§ PAGE:
+===+
For more than six decades, Queen Victoria ruled over the British empire. Beside her for more than 20 of those years was her husband, Prince Albert. He lived only 42 years. Yet in that time, he fathered the royal dynasties of Germany, Russia, Spain, and Bulgaria. Through Victoria, Albert and her German advisers pioneered the idea of the modern constitutional monarchy.

In his new book, Prince Albert: The Man Who Saved the Monarchy, author A. N. Wilson describes Queen Victoria as the personification of her time, its values, and its contradictions. He portrays Prince Albert as one of Britain's leading promoters of its transformation as a vibrant and extraordinary center of political, technological, scientific, and intellectual advancement. Far more than just the product of his age, Wilson claims that Albert was one of its principal influencers, and to properly understand Britain during this time period would be impossible without considering Albert’s effect and influence.

Wilson is a prolific biographer and novelist who has won many literary awards and penned such books as Victoria: A Life (2015, Penguin) and The Queen: A Royal Celebration of the Life and Family of Queen Elizabeth II, on Her 90th Birthday (2017, Atlantic). He grew up in Staffordshire, England, and was educated at Rugby and New College, Oxford. A Fellow of the Royal Society of Literature, he holds a prominent position in the world of literature and journalism.

The life and times of Prince Albert have been minutely scrutinized in countless biographies. Some have been very well written and others not so well. What makes this one different from all the rest? It’s not really any different, and there aren’t any new earth-shattering tidbits of information. But what Wilson differentiates and excels at is his clear and concise explanation of why Albert is considered by many to be a major influencer of the modernization of British society, as well as the prince’s pivotal role in helping to restore integrity to the crown.

Wilson claims that despite Victoria’s unfailing and devoted love for her husband, she was not interested in giving up any power. To overcome his frustrations and limitations, Albert set the goal of modernizing the royal household. A shrewd and knowledgeable politician in his own right, he was also able to increase the influence of the monarchy by enrapturing members of both parties with his commonsense approach to issues of the day.
+===+
Records from a collection
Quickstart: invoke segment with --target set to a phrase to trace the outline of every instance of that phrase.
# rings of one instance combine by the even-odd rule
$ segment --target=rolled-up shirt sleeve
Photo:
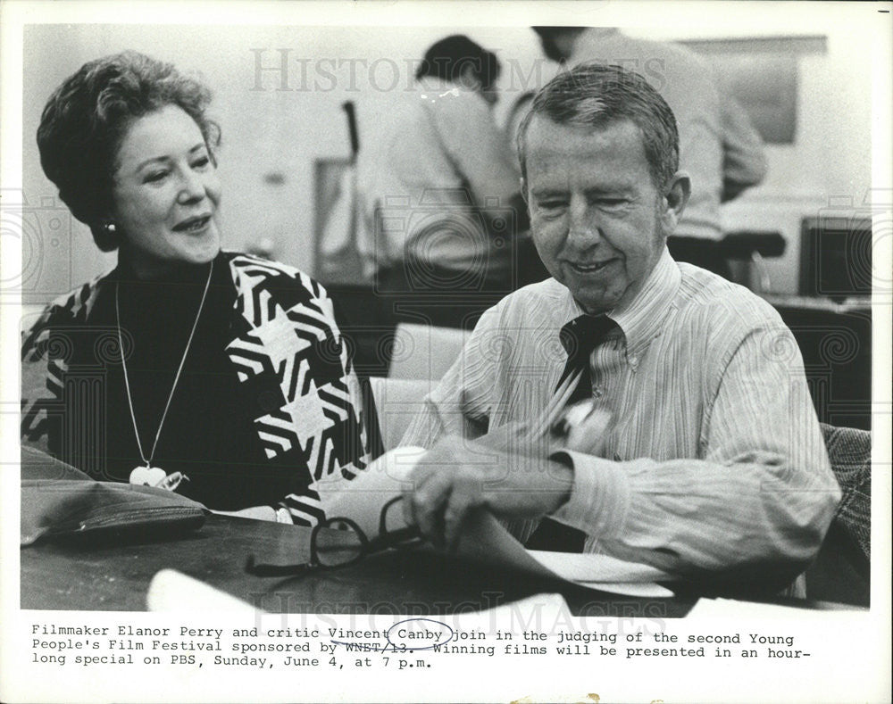
[[[793,336],[755,330],[719,373],[697,459],[559,452],[574,485],[555,518],[586,532],[589,549],[683,575],[805,567],[840,491]]]

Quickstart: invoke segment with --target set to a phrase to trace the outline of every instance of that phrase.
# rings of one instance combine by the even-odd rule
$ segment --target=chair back
[[[400,443],[409,424],[422,409],[430,388],[425,379],[392,379],[370,377],[381,451],[387,452]]]
[[[828,534],[806,570],[810,599],[868,606],[872,554],[872,435],[822,425],[842,497]]]
[[[439,381],[459,359],[468,335],[460,328],[398,323],[388,377]]]

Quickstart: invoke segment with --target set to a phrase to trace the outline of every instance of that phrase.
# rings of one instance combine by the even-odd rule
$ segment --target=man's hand
[[[483,442],[441,439],[413,471],[403,502],[406,522],[438,547],[453,549],[465,516],[476,507],[517,518],[558,509],[570,495],[573,471],[545,455],[517,451],[515,437],[506,430]]]

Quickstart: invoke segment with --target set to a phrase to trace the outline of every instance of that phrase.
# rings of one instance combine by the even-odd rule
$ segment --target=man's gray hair
[[[518,129],[518,156],[527,177],[526,137],[537,115],[559,125],[604,129],[629,120],[642,135],[655,186],[663,189],[679,170],[679,130],[666,101],[639,74],[620,66],[581,63],[563,70],[534,96]]]

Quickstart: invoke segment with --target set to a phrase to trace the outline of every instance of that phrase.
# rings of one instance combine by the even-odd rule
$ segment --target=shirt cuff
[[[571,497],[552,518],[596,538],[622,534],[631,492],[630,480],[620,466],[566,450],[554,453],[550,459],[573,469]]]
+===+
§ REQUIRED WORK:
a – Reproduce word for word the stretch of the Prince Albert book review from "In his new book, Prince" through "effect and influence.".
b – Resume the review of A. N. Wilson's book on Prince Albert, picking up right after its final sentence.

§ FINAL ANSWERS:
a –
In his new book, Prince Albert: The Man Who Saved the Monarchy, author A. N. Wilson describes Queen Victoria as the personification of her time, its values, and its contradictions. He portrays Prince Albert as one of Britain's leading promoters of its transformation as a vibrant and extraordinary center of political, technological, scientific, and intellectual advancement. Far more than just the product of his age, Wilson claims that Albert was one of its principal influencers, and to properly understand Britain during this time period would be impossible without considering Albert’s effect and influence.

b –
“Deeply engaged as he was, and would be, in European and British political issues, knowledgeable as he was, and would be about scientific and technological advance, widely read in contemporary literature, Prince Albert would be no mere observer of these developments. He was determined, from the moment he left Germany . . . that he should find a role for himself personally, and a role for the monarchy, in the new world which was dawning.”

On December 14, 1861, at Windsor Castle, Albert died from typhoid fever in the presence of Victoria and five of their nine children. Victoria never recovered from Albert's death. She withdrew from public life, and her seclusion eroded some of Albert's work’ such as introducing the principle that the British royal family should remain above politics. By the time of his death, Albert was an almost universally admired figure.

“Both Victoria and Albert were full-time busy public figures, steering the institution of monarchy into something which could be sustained in the era of universal suffrage and parliamentary government . . . two fallible beings, whose egos clashed, but who remained lovers to the end, and who were in every sense partners.”

In this comprehensive and well written biography, Wilson has aptly managed to differentiate himself from the well-trodden path of other noted biographers. His deeply moving, well researched, and fittingly appropriate tribute to the enduring legacy of Prince Albert does not disappoint and provides ample reading pleasure for anyone interested in examining British royal life in the 19th century.